**Directive**: Reproduce each record below exactly as written.

**Dataset excerpts**:

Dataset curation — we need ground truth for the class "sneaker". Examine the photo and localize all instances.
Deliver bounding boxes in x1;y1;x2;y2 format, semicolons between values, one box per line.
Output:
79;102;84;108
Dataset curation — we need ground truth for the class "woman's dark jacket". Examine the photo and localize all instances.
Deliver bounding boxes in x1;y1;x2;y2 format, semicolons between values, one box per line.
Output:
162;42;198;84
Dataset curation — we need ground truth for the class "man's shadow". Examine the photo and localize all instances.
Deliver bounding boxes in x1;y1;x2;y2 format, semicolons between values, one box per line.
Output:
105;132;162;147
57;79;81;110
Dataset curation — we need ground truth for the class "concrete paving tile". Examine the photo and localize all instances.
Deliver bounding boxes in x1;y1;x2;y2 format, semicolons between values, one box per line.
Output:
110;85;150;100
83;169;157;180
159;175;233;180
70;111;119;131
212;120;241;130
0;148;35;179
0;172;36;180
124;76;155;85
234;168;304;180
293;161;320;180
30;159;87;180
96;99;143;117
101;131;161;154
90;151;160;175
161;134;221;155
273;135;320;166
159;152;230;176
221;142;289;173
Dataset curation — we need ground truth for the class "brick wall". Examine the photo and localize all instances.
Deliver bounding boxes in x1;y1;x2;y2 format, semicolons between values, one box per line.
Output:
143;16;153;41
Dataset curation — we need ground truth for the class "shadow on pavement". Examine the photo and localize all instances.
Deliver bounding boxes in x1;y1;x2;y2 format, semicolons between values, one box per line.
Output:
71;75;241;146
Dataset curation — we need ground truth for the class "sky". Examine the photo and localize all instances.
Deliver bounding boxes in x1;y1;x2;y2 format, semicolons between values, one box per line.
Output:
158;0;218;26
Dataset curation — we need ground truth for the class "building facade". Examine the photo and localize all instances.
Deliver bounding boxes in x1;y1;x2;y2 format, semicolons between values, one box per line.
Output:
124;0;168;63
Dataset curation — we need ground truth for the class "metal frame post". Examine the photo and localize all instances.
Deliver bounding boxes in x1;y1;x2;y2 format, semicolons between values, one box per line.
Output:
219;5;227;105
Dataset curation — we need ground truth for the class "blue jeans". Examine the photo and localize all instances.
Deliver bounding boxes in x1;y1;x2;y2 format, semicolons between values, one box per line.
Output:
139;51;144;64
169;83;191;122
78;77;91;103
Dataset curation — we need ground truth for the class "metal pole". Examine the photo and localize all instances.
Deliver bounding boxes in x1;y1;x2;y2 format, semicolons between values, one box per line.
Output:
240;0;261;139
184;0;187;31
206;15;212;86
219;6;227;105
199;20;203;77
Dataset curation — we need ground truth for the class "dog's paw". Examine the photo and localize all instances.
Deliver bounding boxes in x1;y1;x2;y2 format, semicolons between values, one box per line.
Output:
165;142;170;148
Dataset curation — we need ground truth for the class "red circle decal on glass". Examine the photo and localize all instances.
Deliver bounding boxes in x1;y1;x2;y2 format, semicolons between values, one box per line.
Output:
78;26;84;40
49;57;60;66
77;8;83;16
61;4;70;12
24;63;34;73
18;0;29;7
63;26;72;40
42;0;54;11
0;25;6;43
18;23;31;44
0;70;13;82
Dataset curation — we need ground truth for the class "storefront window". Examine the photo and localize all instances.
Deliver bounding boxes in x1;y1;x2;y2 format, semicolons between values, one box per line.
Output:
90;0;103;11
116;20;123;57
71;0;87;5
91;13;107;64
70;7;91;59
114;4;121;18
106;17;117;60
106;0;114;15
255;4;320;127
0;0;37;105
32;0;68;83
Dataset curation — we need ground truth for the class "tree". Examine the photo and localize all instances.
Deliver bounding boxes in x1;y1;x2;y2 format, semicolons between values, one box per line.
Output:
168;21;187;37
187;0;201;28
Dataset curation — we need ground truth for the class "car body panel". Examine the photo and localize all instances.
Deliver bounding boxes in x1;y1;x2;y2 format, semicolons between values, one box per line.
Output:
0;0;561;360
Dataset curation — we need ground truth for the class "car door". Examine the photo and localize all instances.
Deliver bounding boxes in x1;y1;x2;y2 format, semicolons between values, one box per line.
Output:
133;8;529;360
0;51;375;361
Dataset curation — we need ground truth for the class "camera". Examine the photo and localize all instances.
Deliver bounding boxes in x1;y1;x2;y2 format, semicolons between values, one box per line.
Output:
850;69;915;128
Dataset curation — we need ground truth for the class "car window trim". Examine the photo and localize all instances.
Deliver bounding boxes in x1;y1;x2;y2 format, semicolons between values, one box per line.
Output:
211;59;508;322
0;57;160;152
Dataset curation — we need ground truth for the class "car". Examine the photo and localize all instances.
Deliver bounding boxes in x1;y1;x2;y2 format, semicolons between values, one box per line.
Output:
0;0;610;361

**Complete response**:
Dataset curation — we need ground truth for the class "sneaker". Examine the photo and localize all instances.
Deliver bounding boxes in x1;y1;x2;y2 format, semicolons between values, one box per line.
Output:
79;102;84;108
Dataset curation — we need ground truth for the class "woman's dark jacket". Examine the photo and localize all instances.
Deliver bounding boxes in x1;y1;x2;y2 format, semicolons between values, one box per line.
Output:
162;42;198;84
Dataset curation — we need ground truth for the class "man's shadow". Examine the photo and localize all instances.
Deliver bounding boxes in x1;y1;x2;y2 format, semicolons between values, one box per line.
Output:
105;132;162;147
57;79;81;110
Dataset curation — we need ground truth for the class "concrete paving tile". Examine the photo and localize all instances.
Deliver bounding boxes in x1;y1;x2;y2 format, semicolons between values, one box per line.
Output:
110;85;150;100
83;169;157;180
159;175;233;180
70;111;119;131
212;120;241;130
0;148;35;179
0;172;36;180
124;76;155;85
234;168;304;180
293;161;320;180
30;159;87;180
96;99;143;117
101;131;161;154
90;151;160;175
161;134;221;155
273;135;320;166
159;152;230;176
221;142;289;173
Dataset curation — we need ground truth for the class "brick wall". Examine the photo and localize all instances.
Deliver bounding boxes in x1;y1;x2;y2 format, semicolons between values, one box per line.
Output:
143;16;153;41
Dataset curation — we need ground truth for the class "shadow on pavement". Examine the photo and localize all instances.
Deliver bounding boxes in x1;y1;x2;y2 format, semicolons between values, one box per line.
Output:
71;75;241;146
Dataset curation — we need ground truth for the class "sky". Examine the photo and localize all instances.
Deliver bounding boxes in x1;y1;x2;y2 format, semicolons between values, one box per line.
Output:
158;0;218;26
Dataset curation — we need ground truth for the class "building facade". Examine the photo and localize all instances.
Deliver bounding boxes in x1;y1;x2;y2 format, semicolons between values, one box per line.
Output:
124;0;168;63
Dataset curation — we need ground truth for the class "metal frame post". Examine the photo and localize all instances.
Deliver bounding boxes in x1;y1;x2;y2 format, semicolons between values, one box per line.
Output:
219;5;227;105
Dataset curation — we need ground truth for the class "blue jeans". Examine the photo and localize all instances.
Deliver bounding boxes in x1;y1;x2;y2 format, semicolons between values, one box per line.
Output:
139;51;144;64
169;83;191;122
78;77;91;103
Dataset curation — we need ground truth for the class "metal pole". Examine the photo and localize all instances.
Deliver bounding boxes in x1;y1;x2;y2 format, semicolons between values, one box per line.
Output:
240;0;261;139
184;0;187;31
206;15;212;86
219;6;227;105
199;20;203;77
Dataset curation — we need ground truth for the class "dog's paw". Examine the photo and localize all instances.
Deliver bounding boxes in x1;y1;x2;y2 format, semicolons between values, one box per line.
Output:
165;142;170;148
Dataset curation — we need ground truth for the class "red circle decal on glass". Examine the photo and localize all instances.
Deliver bounding boxes in x1;y1;x2;y2 format, semicolons between values, one box per line.
Output:
78;26;84;40
49;57;60;66
77;8;83;16
61;4;70;12
24;63;34;73
18;0;29;7
63;26;72;40
42;0;54;11
0;25;6;43
18;23;31;44
0;70;13;82
Dataset curation — we need ground truth for the class "storefront window". Examine the photo and localize all instances.
Deliver bounding boxes in x1;y1;x2;y2 format, semicolons between values, one box per line.
Output:
90;0;103;11
116;20;123;57
71;0;87;5
91;13;107;64
70;7;91;59
114;4;121;18
106;17;117;60
106;0;114;15
255;4;320;127
0;0;37;105
32;0;68;83
Dataset curation — we need ground truth for the class "tree". Examine the photo and localize all instances.
Deliver bounding boxes in x1;y1;x2;y2 format, semicolons between values, one box per line.
Output:
168;21;187;37
187;0;201;28
Dataset curation — we need ground truth for the class "car body panel". Examine the photo and localize all instances.
Deliver bounding boxes in x1;y1;x2;y2 format, semicolons between values, one box per line.
Output:
0;0;561;360
Dataset curation — we need ground truth for the class "car door". Examine the photo and localize all instances.
Deliver bounding boxes in x1;y1;x2;y2 format, semicolons between values, one box per line.
Output:
133;8;529;360
0;51;375;361
Dataset curation — we need ground truth for the class "camera". Examine the photo and localize all instances.
Deliver bounding boxes in x1;y1;x2;y2 format, semicolons between values, one box per line.
Output:
850;69;915;128
Dataset curation — we need ground truth for the class "car window trim". Examine the photo and localize all instances.
Deliver bounding boxes in x1;y1;x2;y2 format, semicolons between values, one box per line.
Output:
211;59;508;322
0;57;160;152
Dataset curation — we need ground truth for the class "car". Examine the photo and localize all instances.
Deliver bounding boxes in x1;y1;x2;y2 format, semicolons between values, one box per line.
Output:
0;0;610;361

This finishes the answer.